++++ SOURCE ++++

So as I look around the market not even 4000 USD actuators based on permanent magnet BLAC motors that Odrive supports can achieve that needed torque to weight ratio over that wide range of rpms. A TESLA induction motor for 40kg can produce like 200kW of power even at slow RPMs that is needed for starting an arm movement. So it is about 5kW power/kg and Siemens touts a motor design that can do almost twice that ratio. The best permanent magnet BLAC actuators like the designs based on the MIT cheetah actuators below 1kg can do maximum 0.5kW-1kW (with water cooling), that is ridiculously low, almost an order of magnitude lower than induction motors can do albeit at a larger scale. Even induction motors that are in the same weight class as my example can do several times more performance/weight. There are many reasons for this poor performance of permanent magnet motors and mostly have to do with the permanent magnets. They add (dead) weight and do not like high temps, not even for a short time.

Good performance to weight ratio and high torque with low RPM should be the 2 most important factors for robotic applications when it comes to actuators. Given that permanent BLAC motors are so bad in the former, why noone has made an affordable Odrive for induction motors?! I know that induction motors are not synchronous and the rotor can slip relative to the magnetic field produced, but it should be just a run off the mill PID control problem to make them as precise as the BLAC motors especially that permanent motor rotors can slip as well with dynamic torque load. Is there anything I completely miss?

++++ SUPPLIED ENTRIES ++++

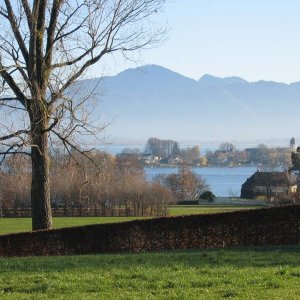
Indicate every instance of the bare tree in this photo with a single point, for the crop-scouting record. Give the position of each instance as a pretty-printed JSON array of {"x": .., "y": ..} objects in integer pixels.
[{"x": 45, "y": 47}]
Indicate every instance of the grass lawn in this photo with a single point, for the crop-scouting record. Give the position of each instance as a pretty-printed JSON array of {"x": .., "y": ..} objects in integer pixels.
[
  {"x": 250, "y": 273},
  {"x": 11, "y": 225}
]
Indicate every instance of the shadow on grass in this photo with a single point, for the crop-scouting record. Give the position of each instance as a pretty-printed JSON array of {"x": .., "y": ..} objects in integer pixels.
[{"x": 235, "y": 257}]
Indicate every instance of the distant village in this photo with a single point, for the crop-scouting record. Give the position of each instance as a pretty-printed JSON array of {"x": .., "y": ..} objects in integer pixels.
[
  {"x": 168, "y": 153},
  {"x": 273, "y": 182}
]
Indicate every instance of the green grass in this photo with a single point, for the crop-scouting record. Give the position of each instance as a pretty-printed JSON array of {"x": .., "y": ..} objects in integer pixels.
[
  {"x": 251, "y": 273},
  {"x": 12, "y": 225},
  {"x": 178, "y": 210}
]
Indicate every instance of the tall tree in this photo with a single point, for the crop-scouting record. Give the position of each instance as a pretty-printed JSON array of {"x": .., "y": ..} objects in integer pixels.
[{"x": 45, "y": 47}]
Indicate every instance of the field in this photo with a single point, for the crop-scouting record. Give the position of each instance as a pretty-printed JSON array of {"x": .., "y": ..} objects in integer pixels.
[
  {"x": 250, "y": 273},
  {"x": 12, "y": 225}
]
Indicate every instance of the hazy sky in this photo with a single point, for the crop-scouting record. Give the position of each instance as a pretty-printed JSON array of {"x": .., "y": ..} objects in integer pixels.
[{"x": 254, "y": 39}]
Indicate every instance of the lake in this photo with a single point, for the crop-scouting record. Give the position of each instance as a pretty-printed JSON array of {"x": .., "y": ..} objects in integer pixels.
[{"x": 223, "y": 181}]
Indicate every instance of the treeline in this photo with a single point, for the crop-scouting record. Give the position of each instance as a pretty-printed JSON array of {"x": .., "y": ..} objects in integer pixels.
[
  {"x": 101, "y": 184},
  {"x": 261, "y": 155},
  {"x": 159, "y": 151}
]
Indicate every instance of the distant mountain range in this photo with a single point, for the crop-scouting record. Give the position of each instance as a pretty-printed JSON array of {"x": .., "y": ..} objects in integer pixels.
[{"x": 154, "y": 101}]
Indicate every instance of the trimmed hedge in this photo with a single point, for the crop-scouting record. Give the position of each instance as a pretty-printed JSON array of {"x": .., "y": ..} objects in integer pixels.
[{"x": 268, "y": 226}]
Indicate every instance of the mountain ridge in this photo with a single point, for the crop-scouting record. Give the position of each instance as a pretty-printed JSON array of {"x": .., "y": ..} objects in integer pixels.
[{"x": 155, "y": 101}]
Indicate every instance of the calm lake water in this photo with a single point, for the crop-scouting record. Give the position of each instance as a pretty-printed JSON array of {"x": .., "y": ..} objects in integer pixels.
[{"x": 223, "y": 182}]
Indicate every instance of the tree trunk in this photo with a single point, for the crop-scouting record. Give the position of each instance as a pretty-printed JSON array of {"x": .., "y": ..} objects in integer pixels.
[{"x": 40, "y": 184}]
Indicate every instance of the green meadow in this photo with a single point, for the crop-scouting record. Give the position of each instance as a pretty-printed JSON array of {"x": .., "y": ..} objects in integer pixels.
[{"x": 249, "y": 273}]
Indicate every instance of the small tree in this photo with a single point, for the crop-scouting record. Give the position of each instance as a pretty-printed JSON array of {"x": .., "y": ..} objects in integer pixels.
[{"x": 207, "y": 195}]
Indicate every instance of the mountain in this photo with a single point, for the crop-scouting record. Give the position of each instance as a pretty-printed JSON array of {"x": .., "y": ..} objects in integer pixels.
[{"x": 154, "y": 101}]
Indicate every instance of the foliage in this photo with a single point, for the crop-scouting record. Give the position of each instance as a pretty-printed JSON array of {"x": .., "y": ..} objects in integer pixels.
[
  {"x": 117, "y": 185},
  {"x": 45, "y": 48},
  {"x": 207, "y": 195},
  {"x": 185, "y": 185},
  {"x": 162, "y": 148},
  {"x": 13, "y": 225},
  {"x": 242, "y": 273}
]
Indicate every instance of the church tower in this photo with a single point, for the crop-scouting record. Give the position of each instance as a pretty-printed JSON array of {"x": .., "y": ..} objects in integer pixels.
[{"x": 293, "y": 144}]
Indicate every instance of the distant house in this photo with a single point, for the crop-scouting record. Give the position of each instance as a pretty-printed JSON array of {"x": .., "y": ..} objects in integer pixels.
[{"x": 268, "y": 184}]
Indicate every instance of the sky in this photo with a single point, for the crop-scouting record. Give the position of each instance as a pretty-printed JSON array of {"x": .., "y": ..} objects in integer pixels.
[{"x": 253, "y": 39}]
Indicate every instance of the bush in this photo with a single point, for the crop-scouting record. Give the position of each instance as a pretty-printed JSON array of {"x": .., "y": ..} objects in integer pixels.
[{"x": 208, "y": 195}]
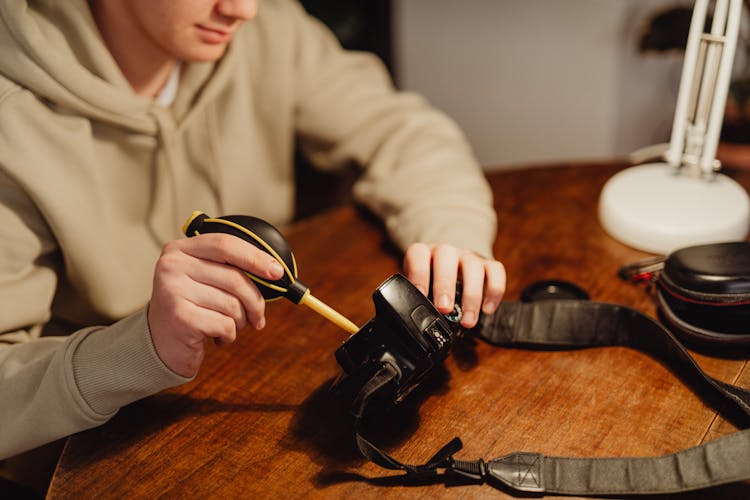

++++

TASK REQUIREMENTS -
1. Transcribe the post on robot actuator motors from "Good performance to" up to and including "I completely miss?".
2. Go on with the post on robot actuator motors, starting after its final sentence.
The records have no connection to the post on robot actuator motors.

ANSWERS TO THE EXERCISES -
1.
Good performance to weight ratio and high torque with low RPM should be the 2 most important factors for robotic applications when it comes to actuators. Given that permanent BLAC motors are so bad in the former, why noone has made an affordable Odrive for induction motors?! I know that induction motors are not synchronous and the rotor can slip relative to the magnetic field produced, but it should be just a run off the mill PID control problem to make them as precise as the BLAC motors especially that permanent motor rotors can slip as well with dynamic torque load. Is there anything I completely miss?

2.
Not sure I am sold on induction motors being better than permanent magnet motors, i usually see the converse. That said, it all depends on application and many factors.

ODrive can drive induction motors, so you can try it. The main limitation is that the max voltage is just over 50V, while most induction motors you find will be mains voltage or higher. However this just limits the top speed, and if you only need to use a lower speed than that you can use ODrive as-is.

Are there even any <1kg induction motors available? Especially ones that can outperform permanent magnet motors in the same size class. And anyway the real weight killer for torque is the gearbox, not the motor. Harmonic Drive is the best, but expensive, and still probably not good enough.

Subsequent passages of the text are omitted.